# Activity
Output verbatim the line with "Each instance of the golden chalice" together with every line beneath it, ending at the last line of the entries.

----------

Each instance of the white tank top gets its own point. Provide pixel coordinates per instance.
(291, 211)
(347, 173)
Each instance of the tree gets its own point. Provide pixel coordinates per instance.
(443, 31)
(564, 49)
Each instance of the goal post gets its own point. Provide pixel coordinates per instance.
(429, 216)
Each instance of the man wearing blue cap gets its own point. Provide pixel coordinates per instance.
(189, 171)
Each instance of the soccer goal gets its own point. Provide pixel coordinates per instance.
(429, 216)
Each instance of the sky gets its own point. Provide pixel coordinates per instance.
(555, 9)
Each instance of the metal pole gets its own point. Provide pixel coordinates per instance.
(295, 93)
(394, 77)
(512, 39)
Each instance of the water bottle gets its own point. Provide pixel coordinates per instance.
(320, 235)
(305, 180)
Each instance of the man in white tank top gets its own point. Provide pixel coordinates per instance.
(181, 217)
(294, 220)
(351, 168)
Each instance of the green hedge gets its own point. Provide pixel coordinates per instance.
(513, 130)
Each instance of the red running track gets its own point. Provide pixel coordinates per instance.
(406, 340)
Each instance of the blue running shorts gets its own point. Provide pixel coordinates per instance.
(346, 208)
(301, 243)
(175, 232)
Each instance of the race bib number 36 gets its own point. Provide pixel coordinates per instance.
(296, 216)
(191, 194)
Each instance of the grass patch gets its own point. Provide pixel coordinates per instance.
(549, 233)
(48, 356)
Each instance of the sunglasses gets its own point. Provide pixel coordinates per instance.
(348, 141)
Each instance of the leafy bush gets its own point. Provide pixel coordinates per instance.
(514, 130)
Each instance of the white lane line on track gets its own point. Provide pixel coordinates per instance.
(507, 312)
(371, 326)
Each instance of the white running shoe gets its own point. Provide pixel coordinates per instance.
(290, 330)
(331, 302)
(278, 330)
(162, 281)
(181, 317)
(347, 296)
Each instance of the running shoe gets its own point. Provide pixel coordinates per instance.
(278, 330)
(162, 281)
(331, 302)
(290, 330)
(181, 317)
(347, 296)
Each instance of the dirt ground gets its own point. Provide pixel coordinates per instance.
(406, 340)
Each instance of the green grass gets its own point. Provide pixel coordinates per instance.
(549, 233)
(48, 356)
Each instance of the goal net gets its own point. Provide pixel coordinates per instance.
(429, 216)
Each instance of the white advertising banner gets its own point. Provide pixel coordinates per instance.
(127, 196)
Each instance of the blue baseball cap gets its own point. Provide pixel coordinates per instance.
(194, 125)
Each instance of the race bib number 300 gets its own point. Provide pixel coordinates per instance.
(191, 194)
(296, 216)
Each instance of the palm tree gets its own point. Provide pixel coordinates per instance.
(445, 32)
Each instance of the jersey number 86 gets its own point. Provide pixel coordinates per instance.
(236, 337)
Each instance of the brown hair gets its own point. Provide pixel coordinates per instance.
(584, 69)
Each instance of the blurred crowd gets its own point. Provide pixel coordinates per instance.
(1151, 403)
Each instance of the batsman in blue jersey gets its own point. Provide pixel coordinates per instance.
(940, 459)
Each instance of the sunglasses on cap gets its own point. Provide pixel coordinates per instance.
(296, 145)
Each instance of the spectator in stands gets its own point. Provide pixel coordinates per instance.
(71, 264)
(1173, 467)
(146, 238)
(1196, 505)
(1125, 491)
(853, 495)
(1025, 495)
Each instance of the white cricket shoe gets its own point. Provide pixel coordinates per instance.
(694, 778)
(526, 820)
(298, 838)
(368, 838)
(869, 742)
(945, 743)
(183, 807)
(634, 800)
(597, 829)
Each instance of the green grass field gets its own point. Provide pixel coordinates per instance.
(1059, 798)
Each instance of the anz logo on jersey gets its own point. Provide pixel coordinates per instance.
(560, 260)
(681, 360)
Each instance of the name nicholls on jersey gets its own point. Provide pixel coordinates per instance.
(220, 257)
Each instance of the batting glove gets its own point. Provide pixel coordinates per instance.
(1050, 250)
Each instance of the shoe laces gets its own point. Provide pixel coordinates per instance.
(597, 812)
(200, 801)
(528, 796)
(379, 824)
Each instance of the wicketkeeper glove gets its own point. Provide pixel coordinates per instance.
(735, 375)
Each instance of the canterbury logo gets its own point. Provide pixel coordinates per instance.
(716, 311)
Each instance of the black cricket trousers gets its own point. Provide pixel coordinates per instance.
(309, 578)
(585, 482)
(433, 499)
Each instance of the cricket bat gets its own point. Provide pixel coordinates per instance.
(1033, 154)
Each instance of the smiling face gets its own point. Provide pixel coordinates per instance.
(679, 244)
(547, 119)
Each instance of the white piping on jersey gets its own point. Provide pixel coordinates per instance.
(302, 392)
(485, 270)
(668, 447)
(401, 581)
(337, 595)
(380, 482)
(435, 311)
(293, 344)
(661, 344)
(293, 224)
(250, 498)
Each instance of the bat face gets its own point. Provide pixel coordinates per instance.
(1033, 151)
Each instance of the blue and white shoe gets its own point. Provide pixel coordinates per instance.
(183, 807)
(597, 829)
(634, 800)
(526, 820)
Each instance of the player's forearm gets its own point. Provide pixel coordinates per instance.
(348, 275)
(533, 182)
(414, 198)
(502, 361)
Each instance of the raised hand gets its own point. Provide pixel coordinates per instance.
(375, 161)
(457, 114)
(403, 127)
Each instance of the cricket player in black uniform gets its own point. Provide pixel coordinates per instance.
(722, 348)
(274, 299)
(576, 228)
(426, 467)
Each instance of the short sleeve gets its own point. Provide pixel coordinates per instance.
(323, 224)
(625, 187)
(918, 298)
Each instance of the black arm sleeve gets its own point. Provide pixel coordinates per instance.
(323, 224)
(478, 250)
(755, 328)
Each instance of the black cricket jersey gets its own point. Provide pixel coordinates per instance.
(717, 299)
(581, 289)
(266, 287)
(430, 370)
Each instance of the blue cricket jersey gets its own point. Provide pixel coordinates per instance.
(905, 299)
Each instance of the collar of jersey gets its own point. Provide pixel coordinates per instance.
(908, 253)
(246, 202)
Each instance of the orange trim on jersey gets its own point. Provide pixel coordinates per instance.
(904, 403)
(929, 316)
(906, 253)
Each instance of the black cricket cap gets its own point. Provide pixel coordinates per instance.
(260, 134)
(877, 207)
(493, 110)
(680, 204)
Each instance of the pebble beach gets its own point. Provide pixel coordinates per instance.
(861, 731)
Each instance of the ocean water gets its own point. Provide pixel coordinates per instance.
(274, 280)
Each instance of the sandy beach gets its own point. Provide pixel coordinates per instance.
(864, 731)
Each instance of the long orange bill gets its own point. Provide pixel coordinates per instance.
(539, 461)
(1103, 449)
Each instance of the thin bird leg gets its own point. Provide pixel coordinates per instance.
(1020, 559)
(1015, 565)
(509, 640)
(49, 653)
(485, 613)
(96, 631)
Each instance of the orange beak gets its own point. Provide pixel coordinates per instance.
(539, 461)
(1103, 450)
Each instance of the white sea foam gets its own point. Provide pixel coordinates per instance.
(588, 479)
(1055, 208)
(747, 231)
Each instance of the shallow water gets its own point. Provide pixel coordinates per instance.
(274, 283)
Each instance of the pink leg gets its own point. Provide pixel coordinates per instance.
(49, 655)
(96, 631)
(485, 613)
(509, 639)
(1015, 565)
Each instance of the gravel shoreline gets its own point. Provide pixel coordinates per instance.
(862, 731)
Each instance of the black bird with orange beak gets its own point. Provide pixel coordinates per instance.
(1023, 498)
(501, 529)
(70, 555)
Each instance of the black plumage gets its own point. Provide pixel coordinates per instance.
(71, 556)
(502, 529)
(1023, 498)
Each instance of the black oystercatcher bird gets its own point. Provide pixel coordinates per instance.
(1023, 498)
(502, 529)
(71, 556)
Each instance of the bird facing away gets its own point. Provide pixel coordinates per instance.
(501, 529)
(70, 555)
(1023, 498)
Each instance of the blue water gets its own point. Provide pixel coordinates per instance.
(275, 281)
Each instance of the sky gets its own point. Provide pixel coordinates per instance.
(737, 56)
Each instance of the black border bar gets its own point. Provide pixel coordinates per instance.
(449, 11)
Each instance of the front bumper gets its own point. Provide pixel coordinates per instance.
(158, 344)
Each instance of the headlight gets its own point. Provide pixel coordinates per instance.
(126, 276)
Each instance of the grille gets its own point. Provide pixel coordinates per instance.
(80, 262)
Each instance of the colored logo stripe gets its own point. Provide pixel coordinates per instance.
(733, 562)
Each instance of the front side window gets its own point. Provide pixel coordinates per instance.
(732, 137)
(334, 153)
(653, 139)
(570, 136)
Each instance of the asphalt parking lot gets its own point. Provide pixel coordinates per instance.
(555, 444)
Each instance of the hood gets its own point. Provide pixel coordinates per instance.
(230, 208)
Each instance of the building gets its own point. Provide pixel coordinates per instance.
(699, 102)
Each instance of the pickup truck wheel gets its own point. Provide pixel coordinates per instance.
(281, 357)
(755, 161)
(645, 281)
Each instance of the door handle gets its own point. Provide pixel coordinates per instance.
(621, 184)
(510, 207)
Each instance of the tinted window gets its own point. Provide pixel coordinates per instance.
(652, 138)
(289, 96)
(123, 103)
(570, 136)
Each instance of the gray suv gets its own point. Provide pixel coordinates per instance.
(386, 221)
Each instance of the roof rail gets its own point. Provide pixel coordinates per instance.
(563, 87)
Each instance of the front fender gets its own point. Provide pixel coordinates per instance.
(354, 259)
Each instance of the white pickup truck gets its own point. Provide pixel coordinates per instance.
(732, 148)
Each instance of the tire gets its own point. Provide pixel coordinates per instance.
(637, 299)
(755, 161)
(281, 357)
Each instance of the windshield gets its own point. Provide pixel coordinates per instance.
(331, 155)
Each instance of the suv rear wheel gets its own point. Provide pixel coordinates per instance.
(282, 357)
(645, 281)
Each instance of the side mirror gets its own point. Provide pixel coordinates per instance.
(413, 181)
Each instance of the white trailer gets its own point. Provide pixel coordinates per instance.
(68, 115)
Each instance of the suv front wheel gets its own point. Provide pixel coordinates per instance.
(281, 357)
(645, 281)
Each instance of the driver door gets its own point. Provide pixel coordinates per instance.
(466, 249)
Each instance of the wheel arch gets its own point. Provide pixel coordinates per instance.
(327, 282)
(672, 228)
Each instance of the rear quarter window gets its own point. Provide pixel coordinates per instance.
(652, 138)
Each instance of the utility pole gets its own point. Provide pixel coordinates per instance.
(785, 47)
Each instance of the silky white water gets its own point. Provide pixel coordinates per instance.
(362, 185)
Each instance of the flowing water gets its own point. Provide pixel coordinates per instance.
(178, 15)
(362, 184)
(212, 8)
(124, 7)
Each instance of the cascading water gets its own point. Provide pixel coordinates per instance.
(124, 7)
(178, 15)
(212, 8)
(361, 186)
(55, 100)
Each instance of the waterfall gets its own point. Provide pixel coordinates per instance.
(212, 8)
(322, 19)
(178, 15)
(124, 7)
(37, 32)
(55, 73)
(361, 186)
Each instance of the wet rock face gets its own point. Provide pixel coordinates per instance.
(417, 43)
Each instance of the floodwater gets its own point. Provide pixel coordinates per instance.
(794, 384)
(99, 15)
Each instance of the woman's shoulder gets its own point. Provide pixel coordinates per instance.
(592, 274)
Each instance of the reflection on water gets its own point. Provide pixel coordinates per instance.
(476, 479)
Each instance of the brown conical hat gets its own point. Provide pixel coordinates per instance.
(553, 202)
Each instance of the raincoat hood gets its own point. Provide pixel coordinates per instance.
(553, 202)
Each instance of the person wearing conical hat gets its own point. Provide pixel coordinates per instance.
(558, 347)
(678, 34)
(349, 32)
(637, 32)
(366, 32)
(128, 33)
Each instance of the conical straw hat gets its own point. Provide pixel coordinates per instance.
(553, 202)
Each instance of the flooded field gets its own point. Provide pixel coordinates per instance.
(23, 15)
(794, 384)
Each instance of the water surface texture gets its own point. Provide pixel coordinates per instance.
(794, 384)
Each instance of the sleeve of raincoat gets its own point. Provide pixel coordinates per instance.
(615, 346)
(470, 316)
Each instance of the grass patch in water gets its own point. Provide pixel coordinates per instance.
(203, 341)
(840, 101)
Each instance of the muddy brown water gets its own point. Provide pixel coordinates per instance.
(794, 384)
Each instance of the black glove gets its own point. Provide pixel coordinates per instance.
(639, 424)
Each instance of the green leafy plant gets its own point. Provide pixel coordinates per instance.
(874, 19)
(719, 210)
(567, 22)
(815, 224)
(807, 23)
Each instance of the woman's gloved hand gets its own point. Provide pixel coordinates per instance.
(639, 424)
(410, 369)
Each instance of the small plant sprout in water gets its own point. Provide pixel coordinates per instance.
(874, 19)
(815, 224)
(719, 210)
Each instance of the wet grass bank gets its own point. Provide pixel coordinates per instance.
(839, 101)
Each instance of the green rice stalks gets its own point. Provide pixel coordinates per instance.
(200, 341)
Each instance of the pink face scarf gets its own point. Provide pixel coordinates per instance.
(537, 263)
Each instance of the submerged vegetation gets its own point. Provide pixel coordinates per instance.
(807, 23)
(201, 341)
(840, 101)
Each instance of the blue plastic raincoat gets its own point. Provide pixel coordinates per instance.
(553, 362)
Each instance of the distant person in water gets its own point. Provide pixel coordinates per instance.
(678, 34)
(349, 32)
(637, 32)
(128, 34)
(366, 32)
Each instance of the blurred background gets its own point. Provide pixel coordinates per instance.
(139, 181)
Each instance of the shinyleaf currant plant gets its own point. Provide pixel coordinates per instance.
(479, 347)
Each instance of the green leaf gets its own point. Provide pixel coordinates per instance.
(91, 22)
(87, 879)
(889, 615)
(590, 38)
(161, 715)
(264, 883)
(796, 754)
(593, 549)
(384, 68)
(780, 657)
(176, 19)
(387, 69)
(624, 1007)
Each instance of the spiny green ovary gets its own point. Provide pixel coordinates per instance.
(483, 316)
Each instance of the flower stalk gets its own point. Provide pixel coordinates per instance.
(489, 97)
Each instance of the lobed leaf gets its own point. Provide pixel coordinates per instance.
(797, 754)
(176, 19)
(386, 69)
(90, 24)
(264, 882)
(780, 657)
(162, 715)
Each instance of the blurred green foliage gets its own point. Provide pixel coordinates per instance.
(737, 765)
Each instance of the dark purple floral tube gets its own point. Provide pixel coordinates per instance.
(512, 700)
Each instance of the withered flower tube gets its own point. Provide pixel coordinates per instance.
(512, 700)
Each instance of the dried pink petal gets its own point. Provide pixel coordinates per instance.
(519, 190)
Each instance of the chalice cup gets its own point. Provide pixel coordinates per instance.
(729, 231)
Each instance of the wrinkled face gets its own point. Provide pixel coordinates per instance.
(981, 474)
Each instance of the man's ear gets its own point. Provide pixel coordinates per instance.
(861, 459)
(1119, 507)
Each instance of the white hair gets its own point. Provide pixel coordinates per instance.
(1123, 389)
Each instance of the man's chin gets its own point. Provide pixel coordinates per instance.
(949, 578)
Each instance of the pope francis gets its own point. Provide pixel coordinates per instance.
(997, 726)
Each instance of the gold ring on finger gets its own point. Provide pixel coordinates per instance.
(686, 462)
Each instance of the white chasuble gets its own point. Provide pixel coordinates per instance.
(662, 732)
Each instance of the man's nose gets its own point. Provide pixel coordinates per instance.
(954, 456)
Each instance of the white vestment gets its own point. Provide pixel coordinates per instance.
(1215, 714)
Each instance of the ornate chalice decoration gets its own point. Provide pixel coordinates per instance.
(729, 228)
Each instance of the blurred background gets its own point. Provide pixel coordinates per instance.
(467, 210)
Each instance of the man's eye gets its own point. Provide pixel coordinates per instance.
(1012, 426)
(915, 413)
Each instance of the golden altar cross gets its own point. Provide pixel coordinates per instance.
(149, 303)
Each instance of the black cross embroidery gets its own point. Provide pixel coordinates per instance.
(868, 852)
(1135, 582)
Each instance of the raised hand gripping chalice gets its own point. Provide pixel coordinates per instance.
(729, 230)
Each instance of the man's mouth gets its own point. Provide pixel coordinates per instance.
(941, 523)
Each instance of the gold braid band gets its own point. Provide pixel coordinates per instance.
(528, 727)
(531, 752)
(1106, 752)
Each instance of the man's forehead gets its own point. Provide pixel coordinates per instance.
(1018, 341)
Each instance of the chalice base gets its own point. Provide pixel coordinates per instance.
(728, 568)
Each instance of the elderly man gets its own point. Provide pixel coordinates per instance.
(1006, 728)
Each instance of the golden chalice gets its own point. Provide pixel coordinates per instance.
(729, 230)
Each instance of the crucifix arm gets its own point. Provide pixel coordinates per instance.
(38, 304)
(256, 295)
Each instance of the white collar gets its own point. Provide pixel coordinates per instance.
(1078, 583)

----------

# Solution for this problem
Each instance of the golden chalice gets its own point. Provide pixel coordinates per instance.
(729, 230)
Each instance of the crucifix arm gets its own point. Provide pixel coordinates per instance.
(38, 304)
(256, 295)
Each instance of the white collar gets its own point. Provide pixel coordinates per instance.
(1078, 583)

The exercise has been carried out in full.